Excerpts from a location annotation dataset:
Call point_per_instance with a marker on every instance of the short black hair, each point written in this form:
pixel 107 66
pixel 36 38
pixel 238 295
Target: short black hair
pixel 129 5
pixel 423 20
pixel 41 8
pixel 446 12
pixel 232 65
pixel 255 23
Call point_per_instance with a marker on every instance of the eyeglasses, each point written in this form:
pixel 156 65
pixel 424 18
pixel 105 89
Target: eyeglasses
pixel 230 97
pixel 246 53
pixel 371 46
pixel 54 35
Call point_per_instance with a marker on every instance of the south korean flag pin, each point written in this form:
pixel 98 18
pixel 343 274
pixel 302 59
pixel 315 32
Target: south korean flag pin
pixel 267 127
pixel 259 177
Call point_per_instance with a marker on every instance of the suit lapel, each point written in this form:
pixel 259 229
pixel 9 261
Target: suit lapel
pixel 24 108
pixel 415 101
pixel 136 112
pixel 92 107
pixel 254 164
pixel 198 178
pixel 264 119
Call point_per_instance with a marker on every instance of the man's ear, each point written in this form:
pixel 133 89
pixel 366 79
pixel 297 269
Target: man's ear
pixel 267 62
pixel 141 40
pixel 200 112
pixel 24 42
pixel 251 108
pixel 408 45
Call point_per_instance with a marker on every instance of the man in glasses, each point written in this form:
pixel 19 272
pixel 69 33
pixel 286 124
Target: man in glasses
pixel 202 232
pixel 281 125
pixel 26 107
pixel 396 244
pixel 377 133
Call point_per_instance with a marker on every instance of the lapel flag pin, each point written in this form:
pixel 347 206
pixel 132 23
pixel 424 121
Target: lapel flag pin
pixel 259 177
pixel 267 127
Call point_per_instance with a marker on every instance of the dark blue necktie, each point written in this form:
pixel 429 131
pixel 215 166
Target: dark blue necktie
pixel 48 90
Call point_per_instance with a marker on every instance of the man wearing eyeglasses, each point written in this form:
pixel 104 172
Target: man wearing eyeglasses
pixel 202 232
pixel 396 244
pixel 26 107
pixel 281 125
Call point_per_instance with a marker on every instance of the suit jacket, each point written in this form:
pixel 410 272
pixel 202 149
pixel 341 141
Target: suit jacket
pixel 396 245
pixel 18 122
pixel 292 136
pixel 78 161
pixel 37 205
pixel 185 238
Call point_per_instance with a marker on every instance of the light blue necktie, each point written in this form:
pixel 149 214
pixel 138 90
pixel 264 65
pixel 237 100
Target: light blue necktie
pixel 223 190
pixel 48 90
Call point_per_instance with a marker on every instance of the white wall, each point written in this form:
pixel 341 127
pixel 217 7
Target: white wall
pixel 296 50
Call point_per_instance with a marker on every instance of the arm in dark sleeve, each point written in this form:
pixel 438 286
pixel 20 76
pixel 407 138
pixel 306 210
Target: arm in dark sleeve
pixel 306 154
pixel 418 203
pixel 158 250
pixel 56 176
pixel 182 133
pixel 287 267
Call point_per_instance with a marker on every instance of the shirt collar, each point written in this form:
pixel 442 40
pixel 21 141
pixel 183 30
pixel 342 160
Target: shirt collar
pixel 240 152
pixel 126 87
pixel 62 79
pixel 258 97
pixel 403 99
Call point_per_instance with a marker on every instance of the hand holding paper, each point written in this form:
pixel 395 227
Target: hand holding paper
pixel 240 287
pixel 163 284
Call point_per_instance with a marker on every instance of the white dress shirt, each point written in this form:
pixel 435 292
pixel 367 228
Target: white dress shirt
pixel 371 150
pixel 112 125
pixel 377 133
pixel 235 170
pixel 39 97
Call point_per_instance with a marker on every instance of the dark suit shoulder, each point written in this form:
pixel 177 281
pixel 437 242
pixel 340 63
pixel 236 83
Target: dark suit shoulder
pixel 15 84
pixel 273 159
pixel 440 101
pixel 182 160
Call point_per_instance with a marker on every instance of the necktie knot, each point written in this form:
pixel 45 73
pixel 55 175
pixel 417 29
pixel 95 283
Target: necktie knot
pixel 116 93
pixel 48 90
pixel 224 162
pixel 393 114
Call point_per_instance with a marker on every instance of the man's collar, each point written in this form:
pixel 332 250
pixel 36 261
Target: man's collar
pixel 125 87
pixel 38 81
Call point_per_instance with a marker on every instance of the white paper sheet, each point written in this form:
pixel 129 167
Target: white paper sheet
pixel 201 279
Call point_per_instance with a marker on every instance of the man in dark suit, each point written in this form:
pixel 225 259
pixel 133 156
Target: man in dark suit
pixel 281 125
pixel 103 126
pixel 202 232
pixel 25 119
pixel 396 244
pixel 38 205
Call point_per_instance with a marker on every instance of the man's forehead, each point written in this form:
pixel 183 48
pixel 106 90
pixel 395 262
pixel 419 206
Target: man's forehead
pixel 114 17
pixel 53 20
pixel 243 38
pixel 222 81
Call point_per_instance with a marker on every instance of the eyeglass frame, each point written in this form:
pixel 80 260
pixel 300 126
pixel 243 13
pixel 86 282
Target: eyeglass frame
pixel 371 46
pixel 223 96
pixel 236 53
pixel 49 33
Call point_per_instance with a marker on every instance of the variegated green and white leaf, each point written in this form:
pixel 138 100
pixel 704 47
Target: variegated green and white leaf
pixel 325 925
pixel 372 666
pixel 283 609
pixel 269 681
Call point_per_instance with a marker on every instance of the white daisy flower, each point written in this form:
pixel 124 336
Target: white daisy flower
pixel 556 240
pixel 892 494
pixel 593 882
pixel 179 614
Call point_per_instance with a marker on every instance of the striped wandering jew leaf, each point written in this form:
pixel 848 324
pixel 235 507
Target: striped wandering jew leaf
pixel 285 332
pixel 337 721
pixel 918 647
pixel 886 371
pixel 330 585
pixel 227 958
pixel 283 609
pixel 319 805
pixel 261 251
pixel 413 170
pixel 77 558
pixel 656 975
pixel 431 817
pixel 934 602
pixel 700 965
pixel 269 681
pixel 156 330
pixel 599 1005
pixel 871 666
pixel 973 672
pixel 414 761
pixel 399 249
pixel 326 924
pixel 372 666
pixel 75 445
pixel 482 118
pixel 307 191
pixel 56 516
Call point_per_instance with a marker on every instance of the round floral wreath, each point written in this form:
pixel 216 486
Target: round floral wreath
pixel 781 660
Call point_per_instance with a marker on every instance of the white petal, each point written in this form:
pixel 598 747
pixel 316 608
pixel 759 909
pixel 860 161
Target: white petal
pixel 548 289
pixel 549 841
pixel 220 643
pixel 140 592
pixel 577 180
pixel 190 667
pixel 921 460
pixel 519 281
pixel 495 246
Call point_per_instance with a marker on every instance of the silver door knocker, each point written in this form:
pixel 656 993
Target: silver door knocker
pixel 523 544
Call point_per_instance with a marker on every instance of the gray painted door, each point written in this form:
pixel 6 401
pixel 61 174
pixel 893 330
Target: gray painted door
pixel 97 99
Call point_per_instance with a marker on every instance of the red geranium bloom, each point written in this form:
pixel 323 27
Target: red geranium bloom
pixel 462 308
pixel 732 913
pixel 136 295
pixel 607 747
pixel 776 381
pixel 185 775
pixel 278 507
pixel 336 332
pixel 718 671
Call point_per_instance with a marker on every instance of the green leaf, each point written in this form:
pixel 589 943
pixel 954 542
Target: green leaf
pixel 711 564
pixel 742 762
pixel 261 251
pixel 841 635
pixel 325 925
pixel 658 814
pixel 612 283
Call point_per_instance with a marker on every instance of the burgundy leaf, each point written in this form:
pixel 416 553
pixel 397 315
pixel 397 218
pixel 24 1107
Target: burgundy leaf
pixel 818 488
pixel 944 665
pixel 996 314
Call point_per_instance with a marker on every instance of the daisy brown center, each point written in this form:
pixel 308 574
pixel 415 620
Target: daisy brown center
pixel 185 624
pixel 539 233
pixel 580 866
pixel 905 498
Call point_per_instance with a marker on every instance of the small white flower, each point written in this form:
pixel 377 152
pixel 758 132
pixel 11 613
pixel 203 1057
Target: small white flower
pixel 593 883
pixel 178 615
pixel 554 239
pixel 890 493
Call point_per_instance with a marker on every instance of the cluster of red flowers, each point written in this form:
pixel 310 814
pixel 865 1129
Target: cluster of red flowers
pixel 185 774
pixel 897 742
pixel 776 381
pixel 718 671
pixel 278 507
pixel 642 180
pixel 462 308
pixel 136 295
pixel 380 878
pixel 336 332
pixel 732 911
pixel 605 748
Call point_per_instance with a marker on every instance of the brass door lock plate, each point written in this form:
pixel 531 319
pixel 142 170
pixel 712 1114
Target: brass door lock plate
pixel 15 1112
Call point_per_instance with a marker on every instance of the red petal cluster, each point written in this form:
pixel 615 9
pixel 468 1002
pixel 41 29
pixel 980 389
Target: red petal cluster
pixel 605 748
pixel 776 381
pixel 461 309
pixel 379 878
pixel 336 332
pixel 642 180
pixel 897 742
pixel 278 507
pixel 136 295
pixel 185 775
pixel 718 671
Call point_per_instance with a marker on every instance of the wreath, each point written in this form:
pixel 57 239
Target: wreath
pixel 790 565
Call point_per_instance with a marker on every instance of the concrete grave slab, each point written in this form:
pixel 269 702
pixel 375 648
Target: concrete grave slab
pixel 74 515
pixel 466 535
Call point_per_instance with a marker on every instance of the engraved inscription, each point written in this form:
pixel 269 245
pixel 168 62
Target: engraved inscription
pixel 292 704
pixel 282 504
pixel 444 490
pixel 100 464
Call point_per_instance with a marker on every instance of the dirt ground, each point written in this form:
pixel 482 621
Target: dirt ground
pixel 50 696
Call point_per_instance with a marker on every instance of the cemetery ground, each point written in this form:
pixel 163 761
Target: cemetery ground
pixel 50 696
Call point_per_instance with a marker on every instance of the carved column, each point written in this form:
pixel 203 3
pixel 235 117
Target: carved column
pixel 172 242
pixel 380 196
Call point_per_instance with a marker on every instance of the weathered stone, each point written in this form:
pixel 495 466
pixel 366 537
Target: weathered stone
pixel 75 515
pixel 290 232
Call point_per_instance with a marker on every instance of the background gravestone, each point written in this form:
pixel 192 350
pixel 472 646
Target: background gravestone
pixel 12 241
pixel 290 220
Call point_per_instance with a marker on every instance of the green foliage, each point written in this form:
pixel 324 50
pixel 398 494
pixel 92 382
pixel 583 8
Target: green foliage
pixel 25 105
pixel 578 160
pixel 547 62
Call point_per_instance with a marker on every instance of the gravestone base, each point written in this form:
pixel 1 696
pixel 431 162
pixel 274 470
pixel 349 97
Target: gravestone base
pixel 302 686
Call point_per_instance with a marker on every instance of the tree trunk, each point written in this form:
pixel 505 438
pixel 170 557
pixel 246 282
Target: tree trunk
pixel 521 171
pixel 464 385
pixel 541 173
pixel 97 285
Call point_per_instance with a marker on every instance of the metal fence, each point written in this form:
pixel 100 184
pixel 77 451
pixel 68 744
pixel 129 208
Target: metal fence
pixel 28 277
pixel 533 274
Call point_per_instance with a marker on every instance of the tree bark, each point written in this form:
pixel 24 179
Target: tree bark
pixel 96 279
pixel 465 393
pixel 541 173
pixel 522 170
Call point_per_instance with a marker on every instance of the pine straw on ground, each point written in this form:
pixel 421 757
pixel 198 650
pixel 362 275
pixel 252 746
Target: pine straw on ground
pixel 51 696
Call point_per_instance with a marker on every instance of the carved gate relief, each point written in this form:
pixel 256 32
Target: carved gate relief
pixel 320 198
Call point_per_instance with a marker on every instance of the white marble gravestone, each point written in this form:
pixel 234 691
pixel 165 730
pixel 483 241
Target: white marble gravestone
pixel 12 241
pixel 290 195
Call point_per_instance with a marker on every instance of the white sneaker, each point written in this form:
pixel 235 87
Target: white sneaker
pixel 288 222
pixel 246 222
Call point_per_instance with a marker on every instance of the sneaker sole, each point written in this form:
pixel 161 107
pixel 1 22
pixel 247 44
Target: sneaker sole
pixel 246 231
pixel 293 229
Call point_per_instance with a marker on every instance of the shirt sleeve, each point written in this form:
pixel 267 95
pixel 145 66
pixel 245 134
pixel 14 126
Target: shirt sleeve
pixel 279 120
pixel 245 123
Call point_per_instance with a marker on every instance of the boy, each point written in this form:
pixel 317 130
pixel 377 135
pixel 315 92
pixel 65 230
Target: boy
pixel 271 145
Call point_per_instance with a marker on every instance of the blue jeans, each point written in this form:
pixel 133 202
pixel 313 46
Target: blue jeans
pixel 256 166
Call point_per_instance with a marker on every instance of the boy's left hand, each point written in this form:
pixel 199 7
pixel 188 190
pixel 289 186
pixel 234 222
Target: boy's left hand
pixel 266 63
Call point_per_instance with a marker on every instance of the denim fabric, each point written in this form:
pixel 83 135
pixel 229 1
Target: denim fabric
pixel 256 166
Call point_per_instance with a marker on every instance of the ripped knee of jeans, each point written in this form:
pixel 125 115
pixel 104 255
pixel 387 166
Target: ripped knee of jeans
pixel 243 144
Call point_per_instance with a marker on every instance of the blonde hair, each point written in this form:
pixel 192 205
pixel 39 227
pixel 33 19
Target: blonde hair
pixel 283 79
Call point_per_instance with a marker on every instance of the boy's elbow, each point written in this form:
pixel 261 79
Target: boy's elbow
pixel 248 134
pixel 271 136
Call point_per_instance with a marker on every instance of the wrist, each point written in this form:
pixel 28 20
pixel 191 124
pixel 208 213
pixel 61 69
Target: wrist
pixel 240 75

(Task objective)
Reproduce word for word the items from the line containing "the white paper" through the line containing "pixel 179 614", including both of those lines.

(Correct result)
Call point_per_instance with a marker on every instance of the white paper sheet, each point written in this form:
pixel 129 167
Target: white paper sheet
pixel 201 279
Call point_per_instance with a marker on every instance of the man in dark suit, each point written in this form:
pixel 225 259
pixel 133 156
Target: man in dark suit
pixel 281 125
pixel 103 126
pixel 202 232
pixel 25 119
pixel 396 244
pixel 38 205
Call point_per_instance with a marker on every instance of the man's forehead, each point written in this form:
pixel 183 48
pixel 106 90
pixel 395 262
pixel 419 206
Target: man's forehead
pixel 114 17
pixel 53 20
pixel 243 38
pixel 222 81
Call point_per_instance with a marker on every instance of the eyeglass frame, each point written in this form:
pixel 80 260
pixel 300 126
pixel 243 13
pixel 86 282
Target: eyeglass frame
pixel 371 46
pixel 223 96
pixel 236 53
pixel 49 33
Call point_per_instance with a marker on every instance of the variegated green and white leaf, each point written in this form:
pixel 138 100
pixel 704 47
Target: variegated green and white leaf
pixel 325 925
pixel 372 666
pixel 283 609
pixel 269 681
Call point_per_instance with a marker on every instance of the white daisy flower, each point written in this form:
pixel 124 336
Target: white daisy flower
pixel 556 240
pixel 892 494
pixel 593 882
pixel 179 614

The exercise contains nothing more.